▸ **TEXTO DE ORIGEN**
Es apenas la primera captura, luego de 15 años de firmada la paz, y lo llamativo del asunto son las reacciones que suscita: desde quienes piden apasionadamente capturas de guerrilleros como en una especie de “compensación” para que la cuestión tenga legitimidad y todos estén felices y contentos, hasta quienes niegan el genocidio en Guatemala o afirman que se han utilizado pruebas falsas en los procesos penales contra el Ejército. Estos alegatos de reacción, basados más en suspicacias ideológicas que en un interés de accionar por el esclarecimiento histórico, nos dicen mucho de la manera en que solemos lidiar con los acontecimientos que marcan quiebres significativos en nuestra polarizada historia, pero muy poco de lo que necesitamos para desmenuzarla y entenderla en toda su complejidad.
Como en muchos enfrentamientos armados, en el caso de Guatemala también hay una responsabilidad histórica compartida entre Ejército y guerrilla por las matanzas de civiles inocentes. Todo crimen debería juzgarse, pues esto no se trata de un escenario maniqueo de malos y buenos. Sin embargo, tampoco debemos olvidar los importantes matices a la hora de construir nuestros juicios y reflexiones acerca del pasado: mientras el Ejército de Guatemala cometió un 93% de las masacres, la guerrilla cometió sólo el 3% (del 4% restante no se ha logrado determinar la responsabilidad). No me parece, así, que la captura de un militar (¡tan solo uno!) después de más de 10 largos años de proceso penal obstaculizado, sea una cifra desproporcionada. Por otro lado, no debemos olvidar que el juicio a militares (o a policías, en su caso) se da porque la participación de las fuerzas de seguridad en crímenes cometidos en el marco de un enfrentamiento armado, con el conocimiento y consentimiento de los más altos funcionarios del Estado, agrava su responsabilidad penal, sencillamente porque las fuerzas de seguridad se inventaron para proteger a la ciudadanía y no para masacrarla con lujo de saña. Por eso existen los crímenes de lesa humanidad, para juzgar y condenar aquellas situaciones en las que el Estado abusa de su poder de monopolio de la violencia legítima, ejerciéndolo contra su propia población cuando la considera “sospechosa”. Para nadie es un secreto que la forma de operar del Ejército en Guatemala ha sido una de las más crueles en la historia de conflictos armados en el mundo, ni que el militar capturado fungió como jefe del Estado Mayor del Ejército, nada más y nada menos que durante el período más álgido de la violencia: el gobierno de facto de Efraín Ríos Montt.

▸ **OBJETIVO PLANTEADO 1**
Según el texto sobre la captura de un militar en Guatemala, ¿qué porcentaje de las masacres cometió el Ejército?
▸ **OBJETIVO PLANTEADO 2**
Prosigue el texto sobre la captura de un militar en Guatemala a partir del punto en que se detiene.

Registros de origen:
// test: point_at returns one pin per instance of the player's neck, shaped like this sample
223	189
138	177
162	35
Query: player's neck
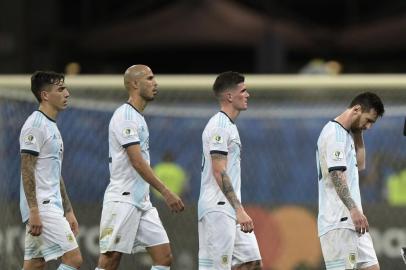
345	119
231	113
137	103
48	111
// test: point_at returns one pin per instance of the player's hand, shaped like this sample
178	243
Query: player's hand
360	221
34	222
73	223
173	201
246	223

...

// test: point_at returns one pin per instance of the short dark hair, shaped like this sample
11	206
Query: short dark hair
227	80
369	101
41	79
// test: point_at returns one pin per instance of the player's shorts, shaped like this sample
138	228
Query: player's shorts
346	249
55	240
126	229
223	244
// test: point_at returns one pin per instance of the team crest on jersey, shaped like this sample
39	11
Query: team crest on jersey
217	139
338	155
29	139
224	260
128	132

---

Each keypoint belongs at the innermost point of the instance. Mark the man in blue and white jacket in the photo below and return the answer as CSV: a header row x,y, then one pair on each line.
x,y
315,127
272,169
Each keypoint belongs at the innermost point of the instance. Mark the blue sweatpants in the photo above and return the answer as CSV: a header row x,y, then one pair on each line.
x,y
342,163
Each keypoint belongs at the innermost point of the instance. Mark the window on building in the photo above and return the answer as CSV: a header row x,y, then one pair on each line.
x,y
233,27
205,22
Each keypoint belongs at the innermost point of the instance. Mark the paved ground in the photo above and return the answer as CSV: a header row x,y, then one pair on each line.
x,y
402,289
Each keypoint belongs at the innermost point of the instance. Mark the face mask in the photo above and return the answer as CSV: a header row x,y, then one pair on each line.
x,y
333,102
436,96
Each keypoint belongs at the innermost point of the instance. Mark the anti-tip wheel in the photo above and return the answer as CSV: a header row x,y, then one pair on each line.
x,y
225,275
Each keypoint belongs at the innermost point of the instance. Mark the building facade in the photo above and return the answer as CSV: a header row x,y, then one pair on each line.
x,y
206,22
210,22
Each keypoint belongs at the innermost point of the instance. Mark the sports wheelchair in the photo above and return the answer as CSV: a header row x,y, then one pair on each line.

▸ **RESULTADO DEL EJERCICIO 1**
El Ejército de Guatemala cometió el 93% de las masacres.

▸ **RESULTADO DEL EJERCICIO 2**
Por otro lado se niega el genocidio, pero en lugar de invitar a abrir el debate para conocer y entender los móviles de las matanzas de indígenas (que ultimadamente están comprobadas como matanzas, lo cual es igual de grave y suficiente para enjuiciar a los responsables) se apela a dejar la historia atrás, a dejar de ser “resentidos”, enterrar la “sed de venganza” y mirar adelante. Cómo se nota en esa relativización del dolor y el trauma, la incapacidad de ponerse en el lugar de otros. Hace apenas dos años y medio, conocí en Rabinal a una mujer que aún madruga cada mañana a preparar el desayuno, y luego se para en su puerta a esperar por un rato a que su marido (torturado y ejecutado en los 80) vuelva del campo para comer con ella. Hay mucha gente que sigue esperando en silencio, en el más grosero anonimato, y que no ha podido aún curar su dolor ni rehacer su vida, luego de denunciar la ejecución y desaparición de sus familiares sin tener una mínima respuesta. Para esas historias no hay carreteras que curen o “proyectos productivos” que valgan. Las marcas del dolor habitan en una dimensión muy diferente, paralela, a la del comercio y el desarrollo de concreto.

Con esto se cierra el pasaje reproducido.